[Given data]
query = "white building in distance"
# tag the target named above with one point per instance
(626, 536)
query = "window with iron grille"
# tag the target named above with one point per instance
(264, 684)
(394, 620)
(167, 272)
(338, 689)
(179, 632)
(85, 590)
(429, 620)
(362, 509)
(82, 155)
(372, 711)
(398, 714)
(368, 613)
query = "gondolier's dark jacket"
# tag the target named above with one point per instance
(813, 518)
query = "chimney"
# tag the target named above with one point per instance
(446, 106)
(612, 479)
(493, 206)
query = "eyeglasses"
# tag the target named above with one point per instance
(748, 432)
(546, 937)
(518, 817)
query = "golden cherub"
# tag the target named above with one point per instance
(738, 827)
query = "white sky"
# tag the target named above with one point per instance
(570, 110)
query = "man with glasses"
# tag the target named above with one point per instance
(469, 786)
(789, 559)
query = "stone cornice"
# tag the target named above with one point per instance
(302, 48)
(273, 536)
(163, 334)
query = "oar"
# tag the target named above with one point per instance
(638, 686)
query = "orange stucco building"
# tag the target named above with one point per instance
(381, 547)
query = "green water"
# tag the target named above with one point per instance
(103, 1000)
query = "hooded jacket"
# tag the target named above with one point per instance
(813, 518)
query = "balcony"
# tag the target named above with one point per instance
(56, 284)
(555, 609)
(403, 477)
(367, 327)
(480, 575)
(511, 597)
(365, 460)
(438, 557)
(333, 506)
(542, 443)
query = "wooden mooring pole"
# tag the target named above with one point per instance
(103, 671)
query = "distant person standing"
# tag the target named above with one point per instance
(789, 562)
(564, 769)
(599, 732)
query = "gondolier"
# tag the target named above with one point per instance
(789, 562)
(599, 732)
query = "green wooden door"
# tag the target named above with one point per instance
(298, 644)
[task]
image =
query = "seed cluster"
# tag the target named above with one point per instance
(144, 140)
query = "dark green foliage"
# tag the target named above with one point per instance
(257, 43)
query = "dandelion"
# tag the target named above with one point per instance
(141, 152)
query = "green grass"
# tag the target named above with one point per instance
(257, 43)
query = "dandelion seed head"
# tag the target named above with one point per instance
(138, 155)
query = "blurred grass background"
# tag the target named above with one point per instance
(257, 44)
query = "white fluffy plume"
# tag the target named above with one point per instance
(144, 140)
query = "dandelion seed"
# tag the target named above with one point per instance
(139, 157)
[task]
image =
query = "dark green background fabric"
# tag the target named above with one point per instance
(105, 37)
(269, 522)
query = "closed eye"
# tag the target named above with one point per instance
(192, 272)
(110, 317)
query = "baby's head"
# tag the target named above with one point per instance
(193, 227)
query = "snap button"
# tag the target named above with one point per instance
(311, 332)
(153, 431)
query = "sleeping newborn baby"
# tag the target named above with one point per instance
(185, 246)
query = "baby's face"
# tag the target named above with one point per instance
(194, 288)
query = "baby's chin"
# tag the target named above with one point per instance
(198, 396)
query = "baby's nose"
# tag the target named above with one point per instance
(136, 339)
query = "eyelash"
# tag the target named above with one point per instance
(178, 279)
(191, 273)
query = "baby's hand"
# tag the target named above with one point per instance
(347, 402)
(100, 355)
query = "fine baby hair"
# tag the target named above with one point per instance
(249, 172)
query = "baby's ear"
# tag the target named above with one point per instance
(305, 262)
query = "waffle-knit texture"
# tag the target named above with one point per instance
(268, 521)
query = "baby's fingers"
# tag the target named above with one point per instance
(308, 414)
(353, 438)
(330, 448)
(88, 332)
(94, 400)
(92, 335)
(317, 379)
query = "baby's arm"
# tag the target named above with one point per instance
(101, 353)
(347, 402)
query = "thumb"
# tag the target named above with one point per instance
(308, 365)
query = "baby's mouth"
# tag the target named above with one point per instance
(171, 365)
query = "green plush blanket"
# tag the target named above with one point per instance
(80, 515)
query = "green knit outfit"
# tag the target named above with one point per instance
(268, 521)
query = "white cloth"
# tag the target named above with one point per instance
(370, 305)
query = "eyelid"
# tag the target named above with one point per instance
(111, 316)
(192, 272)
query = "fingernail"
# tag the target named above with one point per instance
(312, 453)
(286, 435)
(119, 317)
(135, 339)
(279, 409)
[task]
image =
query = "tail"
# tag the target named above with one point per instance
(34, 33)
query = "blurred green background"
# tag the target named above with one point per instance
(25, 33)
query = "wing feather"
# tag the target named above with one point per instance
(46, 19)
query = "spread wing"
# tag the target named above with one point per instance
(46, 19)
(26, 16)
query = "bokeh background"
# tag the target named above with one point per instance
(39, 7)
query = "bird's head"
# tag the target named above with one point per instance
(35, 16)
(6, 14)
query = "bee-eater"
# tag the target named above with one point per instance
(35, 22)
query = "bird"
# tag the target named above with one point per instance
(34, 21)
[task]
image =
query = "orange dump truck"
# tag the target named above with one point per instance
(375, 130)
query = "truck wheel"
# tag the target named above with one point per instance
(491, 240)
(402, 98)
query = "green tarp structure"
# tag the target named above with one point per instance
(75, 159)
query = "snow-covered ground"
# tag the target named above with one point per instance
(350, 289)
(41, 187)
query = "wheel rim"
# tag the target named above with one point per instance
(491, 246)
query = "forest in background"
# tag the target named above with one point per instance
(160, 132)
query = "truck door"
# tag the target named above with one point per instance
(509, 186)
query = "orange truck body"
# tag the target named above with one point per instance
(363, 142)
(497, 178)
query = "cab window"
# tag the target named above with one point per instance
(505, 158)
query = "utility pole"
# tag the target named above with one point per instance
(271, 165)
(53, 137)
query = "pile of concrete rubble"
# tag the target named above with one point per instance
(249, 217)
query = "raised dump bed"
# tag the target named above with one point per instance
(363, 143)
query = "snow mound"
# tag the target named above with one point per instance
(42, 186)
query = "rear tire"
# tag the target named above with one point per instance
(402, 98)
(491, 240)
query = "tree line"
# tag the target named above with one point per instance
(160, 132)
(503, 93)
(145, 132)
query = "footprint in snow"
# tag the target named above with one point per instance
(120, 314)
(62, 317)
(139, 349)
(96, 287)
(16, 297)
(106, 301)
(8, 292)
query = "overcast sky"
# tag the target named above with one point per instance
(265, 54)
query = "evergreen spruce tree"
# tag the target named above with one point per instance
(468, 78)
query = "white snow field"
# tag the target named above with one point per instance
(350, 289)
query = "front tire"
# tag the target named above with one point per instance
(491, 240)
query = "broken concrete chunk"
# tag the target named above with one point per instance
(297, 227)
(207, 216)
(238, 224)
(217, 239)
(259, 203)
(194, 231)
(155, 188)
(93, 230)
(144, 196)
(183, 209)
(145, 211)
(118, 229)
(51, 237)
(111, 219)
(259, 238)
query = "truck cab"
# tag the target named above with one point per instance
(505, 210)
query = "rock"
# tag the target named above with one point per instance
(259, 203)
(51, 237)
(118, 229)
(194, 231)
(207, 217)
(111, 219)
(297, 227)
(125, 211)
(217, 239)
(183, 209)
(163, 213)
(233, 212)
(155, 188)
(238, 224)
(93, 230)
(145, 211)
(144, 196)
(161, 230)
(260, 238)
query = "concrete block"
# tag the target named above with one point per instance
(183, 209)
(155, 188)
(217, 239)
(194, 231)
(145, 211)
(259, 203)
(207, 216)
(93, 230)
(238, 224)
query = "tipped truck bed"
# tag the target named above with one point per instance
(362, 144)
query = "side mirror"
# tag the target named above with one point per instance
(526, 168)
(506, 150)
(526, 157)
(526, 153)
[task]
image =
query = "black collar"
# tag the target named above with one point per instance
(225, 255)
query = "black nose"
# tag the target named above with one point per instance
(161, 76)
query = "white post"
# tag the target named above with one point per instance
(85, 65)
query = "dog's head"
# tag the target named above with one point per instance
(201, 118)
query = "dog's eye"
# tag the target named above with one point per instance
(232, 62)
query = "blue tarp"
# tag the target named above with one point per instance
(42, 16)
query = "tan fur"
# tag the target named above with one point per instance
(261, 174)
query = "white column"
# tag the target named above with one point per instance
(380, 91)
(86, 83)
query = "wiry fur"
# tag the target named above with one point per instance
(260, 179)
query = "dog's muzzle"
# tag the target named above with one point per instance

[Exercise description] Rewrite the listing as a numbered list, from its first line through the line containing "(103, 1000)", and leave out any blank lines.

[Solution]
1. query = "white building in distance"
2. # tag the target named above with one point per instance
3. (626, 536)
4. query = "window with iron grille"
5. # tag the target named above with one point per instance
6. (264, 684)
7. (394, 620)
8. (167, 272)
9. (338, 689)
10. (179, 632)
11. (85, 590)
12. (429, 620)
13. (362, 509)
14. (82, 155)
15. (372, 711)
16. (398, 714)
17. (368, 613)
18. query = "gondolier's dark jacket"
19. # tag the target named above with one point per instance
20. (813, 518)
21. query = "chimney"
22. # tag the target named above with one point per instance
23. (446, 106)
24. (612, 479)
25. (493, 206)
26. query = "eyeglasses"
27. # tag the target named above with one point per instance
28. (748, 432)
29. (546, 937)
30. (518, 817)
31. query = "golden cherub"
32. # tag the target named above with one point per instance
33. (738, 827)
34. query = "white sky"
35. # tag the target named above with one point per instance
36. (570, 110)
37. query = "man with glasses"
38. # tag the target named above with one point per instance
39. (469, 786)
40. (789, 559)
41. query = "stone cornice"
42. # tag the target named above with one point per instance
43. (302, 48)
44. (273, 536)
45. (163, 334)
46. query = "oar"
47. # tag the target named above with one point per instance
48. (638, 686)
49. query = "orange stucco building"
50. # tag the target named above with one point per instance
51. (381, 547)
52. query = "green water"
53. # tag the target named above with one point per instance
54. (103, 1000)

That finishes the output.